> _Prompt_
If a line below includes the string "rosemary", copy it.

Stored items:
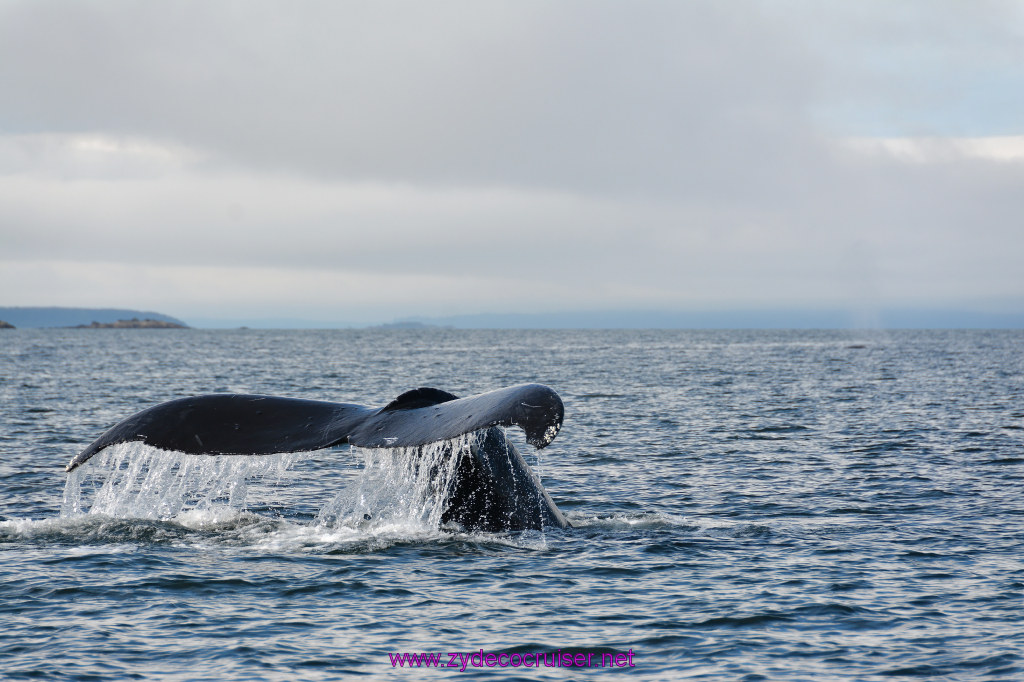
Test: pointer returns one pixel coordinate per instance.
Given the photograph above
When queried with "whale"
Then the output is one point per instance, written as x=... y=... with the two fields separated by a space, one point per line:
x=494 y=488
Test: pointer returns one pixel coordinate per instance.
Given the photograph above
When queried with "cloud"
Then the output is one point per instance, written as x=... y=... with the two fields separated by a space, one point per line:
x=466 y=157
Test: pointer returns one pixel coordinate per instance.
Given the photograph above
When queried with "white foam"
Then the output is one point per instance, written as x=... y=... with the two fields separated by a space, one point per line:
x=132 y=480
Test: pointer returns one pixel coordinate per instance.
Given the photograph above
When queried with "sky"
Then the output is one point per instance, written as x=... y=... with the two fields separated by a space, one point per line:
x=364 y=162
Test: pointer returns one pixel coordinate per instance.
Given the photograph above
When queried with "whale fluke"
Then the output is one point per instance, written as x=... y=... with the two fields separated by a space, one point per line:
x=494 y=489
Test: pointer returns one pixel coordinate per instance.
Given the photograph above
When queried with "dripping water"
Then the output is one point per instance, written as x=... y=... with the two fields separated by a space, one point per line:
x=132 y=480
x=400 y=487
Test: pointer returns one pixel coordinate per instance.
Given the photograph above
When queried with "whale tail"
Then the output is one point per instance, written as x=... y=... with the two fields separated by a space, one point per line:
x=494 y=488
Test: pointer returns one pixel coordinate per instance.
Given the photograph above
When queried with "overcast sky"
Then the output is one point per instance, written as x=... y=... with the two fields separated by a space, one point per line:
x=364 y=162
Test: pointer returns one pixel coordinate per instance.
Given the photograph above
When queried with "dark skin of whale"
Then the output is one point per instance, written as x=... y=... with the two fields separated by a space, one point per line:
x=494 y=488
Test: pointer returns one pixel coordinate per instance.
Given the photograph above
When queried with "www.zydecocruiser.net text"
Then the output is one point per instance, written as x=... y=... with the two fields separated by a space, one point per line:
x=462 y=661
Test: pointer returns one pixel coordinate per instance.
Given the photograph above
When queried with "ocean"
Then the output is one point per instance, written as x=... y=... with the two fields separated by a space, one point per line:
x=747 y=505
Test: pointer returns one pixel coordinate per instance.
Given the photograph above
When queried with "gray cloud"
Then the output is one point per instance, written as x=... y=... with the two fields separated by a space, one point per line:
x=544 y=155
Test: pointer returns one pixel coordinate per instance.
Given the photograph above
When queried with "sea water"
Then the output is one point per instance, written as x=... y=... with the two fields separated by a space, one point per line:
x=745 y=506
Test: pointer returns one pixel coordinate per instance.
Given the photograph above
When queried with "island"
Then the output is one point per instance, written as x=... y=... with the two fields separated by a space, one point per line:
x=134 y=323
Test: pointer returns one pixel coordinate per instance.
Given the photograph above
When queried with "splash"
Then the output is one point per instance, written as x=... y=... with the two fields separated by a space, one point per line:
x=132 y=480
x=402 y=488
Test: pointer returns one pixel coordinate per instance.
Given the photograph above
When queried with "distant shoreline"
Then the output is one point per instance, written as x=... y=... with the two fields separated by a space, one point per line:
x=134 y=323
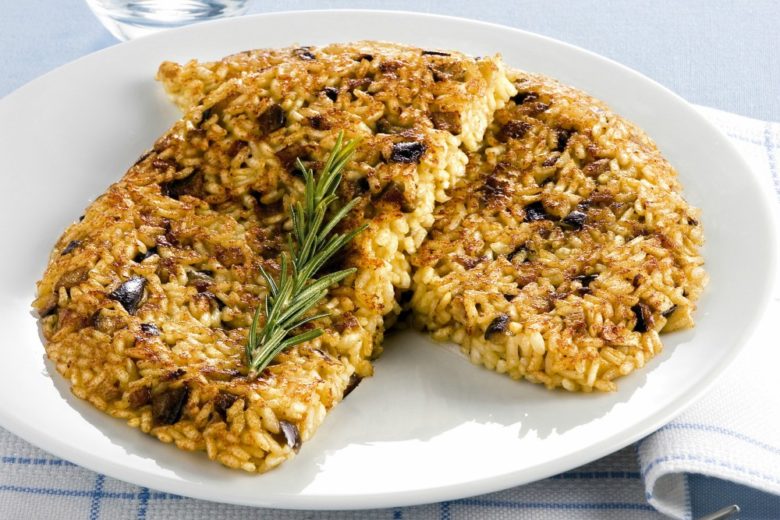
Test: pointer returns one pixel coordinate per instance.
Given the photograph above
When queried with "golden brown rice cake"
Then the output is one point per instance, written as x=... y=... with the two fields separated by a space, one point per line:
x=146 y=302
x=565 y=250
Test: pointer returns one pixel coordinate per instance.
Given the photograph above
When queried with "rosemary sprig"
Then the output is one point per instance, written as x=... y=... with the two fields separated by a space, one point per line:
x=311 y=245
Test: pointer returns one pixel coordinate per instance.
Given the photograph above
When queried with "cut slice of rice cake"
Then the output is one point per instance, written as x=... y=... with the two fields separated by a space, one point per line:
x=147 y=301
x=566 y=249
x=411 y=108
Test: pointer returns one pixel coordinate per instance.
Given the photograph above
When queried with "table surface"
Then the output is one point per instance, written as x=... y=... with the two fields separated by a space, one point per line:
x=717 y=53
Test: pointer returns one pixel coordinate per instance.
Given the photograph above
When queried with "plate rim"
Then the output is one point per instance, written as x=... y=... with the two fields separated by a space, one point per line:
x=84 y=458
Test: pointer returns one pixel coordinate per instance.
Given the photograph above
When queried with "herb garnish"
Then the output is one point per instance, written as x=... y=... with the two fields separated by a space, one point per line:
x=311 y=245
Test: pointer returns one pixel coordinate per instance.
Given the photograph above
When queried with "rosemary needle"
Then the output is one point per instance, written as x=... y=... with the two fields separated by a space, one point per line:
x=311 y=245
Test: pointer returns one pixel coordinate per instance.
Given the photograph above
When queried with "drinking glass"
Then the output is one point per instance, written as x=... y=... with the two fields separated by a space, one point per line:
x=128 y=19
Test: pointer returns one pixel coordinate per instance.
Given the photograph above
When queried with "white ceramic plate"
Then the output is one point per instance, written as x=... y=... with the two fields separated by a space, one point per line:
x=429 y=426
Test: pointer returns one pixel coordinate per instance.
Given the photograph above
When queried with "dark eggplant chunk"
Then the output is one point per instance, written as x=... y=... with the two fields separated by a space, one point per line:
x=522 y=97
x=168 y=406
x=668 y=312
x=395 y=194
x=535 y=211
x=586 y=279
x=272 y=119
x=223 y=402
x=191 y=185
x=72 y=278
x=497 y=326
x=331 y=92
x=644 y=317
x=150 y=329
x=447 y=121
x=140 y=257
x=291 y=435
x=551 y=160
x=409 y=152
x=140 y=397
x=73 y=244
x=130 y=293
x=563 y=139
x=575 y=219
x=354 y=380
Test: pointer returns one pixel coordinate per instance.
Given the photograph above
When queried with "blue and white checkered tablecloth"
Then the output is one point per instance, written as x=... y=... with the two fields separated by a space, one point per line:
x=725 y=449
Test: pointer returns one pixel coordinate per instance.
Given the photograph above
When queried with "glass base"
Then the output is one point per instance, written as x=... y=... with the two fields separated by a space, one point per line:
x=129 y=19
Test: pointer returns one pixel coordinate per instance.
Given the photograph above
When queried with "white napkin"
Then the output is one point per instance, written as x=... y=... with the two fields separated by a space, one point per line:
x=732 y=434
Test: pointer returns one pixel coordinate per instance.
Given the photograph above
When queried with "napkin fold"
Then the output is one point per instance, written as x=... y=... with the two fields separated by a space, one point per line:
x=731 y=434
x=734 y=432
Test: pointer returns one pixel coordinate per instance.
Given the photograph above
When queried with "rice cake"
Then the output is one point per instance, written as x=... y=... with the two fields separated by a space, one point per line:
x=566 y=249
x=146 y=302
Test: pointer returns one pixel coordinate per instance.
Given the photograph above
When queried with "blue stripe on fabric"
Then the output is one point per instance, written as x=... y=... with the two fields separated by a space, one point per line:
x=723 y=431
x=65 y=492
x=444 y=510
x=571 y=506
x=712 y=462
x=770 y=147
x=590 y=475
x=143 y=503
x=35 y=462
x=94 y=507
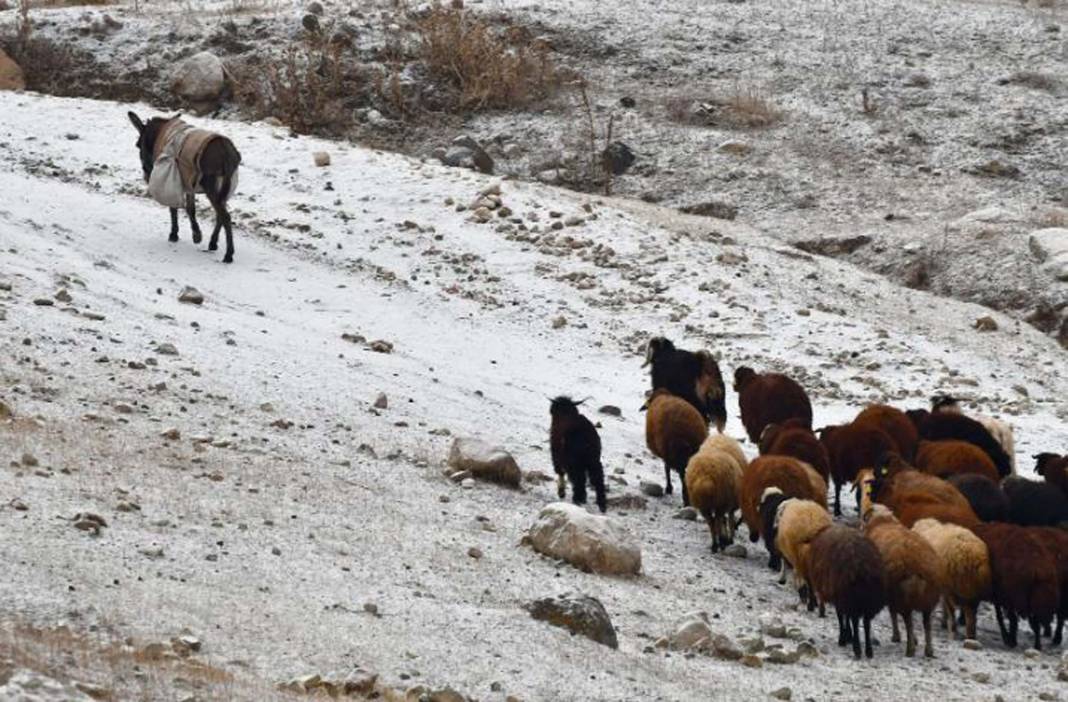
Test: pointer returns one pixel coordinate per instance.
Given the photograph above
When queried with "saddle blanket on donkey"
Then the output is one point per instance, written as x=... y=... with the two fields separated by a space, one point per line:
x=176 y=171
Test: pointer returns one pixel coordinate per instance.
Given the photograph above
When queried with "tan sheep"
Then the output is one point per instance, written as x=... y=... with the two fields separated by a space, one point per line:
x=913 y=574
x=797 y=524
x=713 y=483
x=966 y=565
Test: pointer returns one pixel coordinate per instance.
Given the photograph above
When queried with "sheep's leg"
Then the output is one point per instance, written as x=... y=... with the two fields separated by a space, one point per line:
x=928 y=649
x=910 y=636
x=174 y=225
x=191 y=214
x=597 y=479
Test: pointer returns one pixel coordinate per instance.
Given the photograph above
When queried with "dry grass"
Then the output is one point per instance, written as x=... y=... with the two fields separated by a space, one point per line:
x=741 y=108
x=307 y=88
x=482 y=68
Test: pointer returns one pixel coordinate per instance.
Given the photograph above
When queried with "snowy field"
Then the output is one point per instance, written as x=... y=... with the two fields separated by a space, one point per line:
x=289 y=502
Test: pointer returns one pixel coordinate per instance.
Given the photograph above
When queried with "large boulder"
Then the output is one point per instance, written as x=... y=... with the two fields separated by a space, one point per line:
x=596 y=544
x=11 y=74
x=1050 y=246
x=484 y=462
x=201 y=79
x=580 y=614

> _Response to the task_
When queried with "rosemary sprig"
When queried with "rosemary needle"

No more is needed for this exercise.